Listing
------------------------------------------------------------
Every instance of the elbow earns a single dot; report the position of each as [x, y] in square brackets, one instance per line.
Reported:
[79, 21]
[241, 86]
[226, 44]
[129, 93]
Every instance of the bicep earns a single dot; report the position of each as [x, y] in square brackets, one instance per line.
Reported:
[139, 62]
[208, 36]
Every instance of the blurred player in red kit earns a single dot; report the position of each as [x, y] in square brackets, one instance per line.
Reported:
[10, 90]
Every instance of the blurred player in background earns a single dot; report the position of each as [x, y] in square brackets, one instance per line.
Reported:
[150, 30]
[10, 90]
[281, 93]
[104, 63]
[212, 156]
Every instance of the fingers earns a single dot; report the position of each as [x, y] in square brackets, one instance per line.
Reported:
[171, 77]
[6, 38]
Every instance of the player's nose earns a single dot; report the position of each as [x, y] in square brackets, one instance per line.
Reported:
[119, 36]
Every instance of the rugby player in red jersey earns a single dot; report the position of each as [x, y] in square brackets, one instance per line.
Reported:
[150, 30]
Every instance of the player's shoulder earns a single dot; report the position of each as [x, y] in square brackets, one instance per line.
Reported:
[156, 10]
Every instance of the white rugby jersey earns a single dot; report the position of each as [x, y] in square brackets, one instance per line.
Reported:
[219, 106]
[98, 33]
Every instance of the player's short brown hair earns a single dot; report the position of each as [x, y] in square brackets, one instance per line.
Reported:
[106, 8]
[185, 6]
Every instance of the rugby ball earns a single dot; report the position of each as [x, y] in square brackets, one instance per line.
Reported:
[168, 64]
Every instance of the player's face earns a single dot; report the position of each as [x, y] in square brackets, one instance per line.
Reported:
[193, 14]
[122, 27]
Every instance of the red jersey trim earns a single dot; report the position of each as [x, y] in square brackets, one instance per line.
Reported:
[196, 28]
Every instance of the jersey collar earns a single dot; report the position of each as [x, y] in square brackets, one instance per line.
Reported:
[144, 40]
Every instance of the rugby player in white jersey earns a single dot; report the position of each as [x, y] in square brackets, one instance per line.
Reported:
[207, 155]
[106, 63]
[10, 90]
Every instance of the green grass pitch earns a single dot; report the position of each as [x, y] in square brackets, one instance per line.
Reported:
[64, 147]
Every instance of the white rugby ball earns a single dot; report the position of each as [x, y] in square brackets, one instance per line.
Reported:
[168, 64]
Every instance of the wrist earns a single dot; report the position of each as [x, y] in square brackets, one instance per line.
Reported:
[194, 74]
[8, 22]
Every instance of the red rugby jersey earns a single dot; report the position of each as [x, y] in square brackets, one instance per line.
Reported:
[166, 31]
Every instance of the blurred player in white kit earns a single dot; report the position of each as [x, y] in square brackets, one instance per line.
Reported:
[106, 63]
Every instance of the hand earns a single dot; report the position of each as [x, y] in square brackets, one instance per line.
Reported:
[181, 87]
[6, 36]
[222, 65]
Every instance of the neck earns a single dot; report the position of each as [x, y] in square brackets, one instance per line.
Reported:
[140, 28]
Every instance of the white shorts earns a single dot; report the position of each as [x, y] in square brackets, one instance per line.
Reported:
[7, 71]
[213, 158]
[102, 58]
------------------------------------------------------------
Written task
Arrange all the lines of the records above as a numbered list, skipping any blank lines.

Completed task
1. Every instance of the elbow earns a single dot; report the position of each as [x, y] in square brackets, one instance per line.
2. Reported:
3. [79, 21]
4. [241, 86]
5. [226, 44]
6. [129, 93]
7. Every instance of the bicep earns a single dot; report the position of each as [x, y] in square brackets, one instance per line.
8. Reported:
9. [139, 62]
10. [208, 36]
11. Every instance of the blurred player in red kit earns a single dot; report the position of each as [x, y] in square brackets, one instance per line.
12. Reported:
13. [10, 90]
14. Every instance of the blurred player in background earns a single dot; report the position of each as [x, y] in square brackets, one instance per line.
15. Reported:
16. [150, 30]
17. [10, 90]
18. [281, 93]
19. [104, 63]
20. [212, 156]
21. Every instance of the fingers earns a single dot; report the position of each as [x, y] in square brackets, one instance per line.
22. Reported:
23. [171, 77]
24. [6, 38]
25. Every instance of the player's nose earns a single dot; report the position of each as [x, y] in square brackets, one instance per line.
26. Reported:
27. [119, 36]
28. Every instance of the rugby player in red jersey earns a single dot; report the position of each as [x, y] in square brackets, one instance per line.
29. Reported:
30. [150, 30]
31. Every instance of the player's shoulder earns a single dot; report the position of each as [x, y] in square brackets, one instance per line.
32. Reported:
33. [156, 10]
34. Every instance of the white rugby jersey earns a single dot; report the position of each as [x, y] in square brackets, one instance per line.
35. Reported:
36. [219, 106]
37. [98, 33]
38. Every instance of the player's short brown hair earns a single dot; report the position of each as [x, y] in square brackets, one instance per line.
39. Reported:
40. [106, 8]
41. [185, 6]
42. Every instance of the rugby ball earns a single dot; report the position of each as [x, y] in square brackets, one instance per line.
43. Reported:
44. [168, 64]
45. Every instance of the player's face earns a single dot; report the position of each as [x, y] in square brackets, one instance per line.
46. Reported:
47. [193, 14]
48. [122, 27]
49. Every instance of the red jersey trim earns a single dot; report the position of each as [x, y] in square brackets, one instance per line.
50. Reported:
51. [196, 28]
52. Every instance of the jersey collar earns a single dot; report the position of each as [x, y] in square brackets, one instance per line.
53. Reported:
54. [144, 40]
55. Every instance of the rugby player in white jersey earns a single dot; report the position of each as [x, y] in square brackets, one instance per line.
56. Reported:
57. [207, 155]
58. [106, 63]
59. [10, 90]
60. Every instance of the green grass pitch earns a single dot; report the position of each as [x, y] in square brackets, one instance per line.
61. Reported:
62. [64, 147]
63. Every instance of the white rugby ball earns a single dot; report the position of each as [x, y] in square brackets, one instance per line.
64. Reported:
65. [168, 64]
66. Every instance of the wrist earns a single dot; report the position of each as [x, y] in square brackets, one instance per line.
67. Reported:
68. [194, 74]
69. [8, 22]
70. Every instance of the red rugby jersey earns a single dot; report the position of each as [x, y] in square brackets, one instance per line.
71. Reported:
72. [166, 31]
73. Every instance of the blurred player in white kit earns a single dot; report the position of each as [x, y] in square brackets, one instance per line.
74. Reported:
75. [106, 63]
76. Every instance of the hand earns a single dot; report the position of each as [x, y] in square brackets, one instance per line.
77. Reported:
78. [181, 87]
79. [6, 36]
80. [222, 65]
81. Every instance of the neck earns a single dot; report the position of each as [x, y] in square brackets, one instance per line.
82. Reported:
83. [140, 28]
84. Every instance of the white shorts earns a single dot; report the position of each as [x, y] in square brackets, one instance per line.
85. Reported:
86. [7, 71]
87. [213, 158]
88. [102, 58]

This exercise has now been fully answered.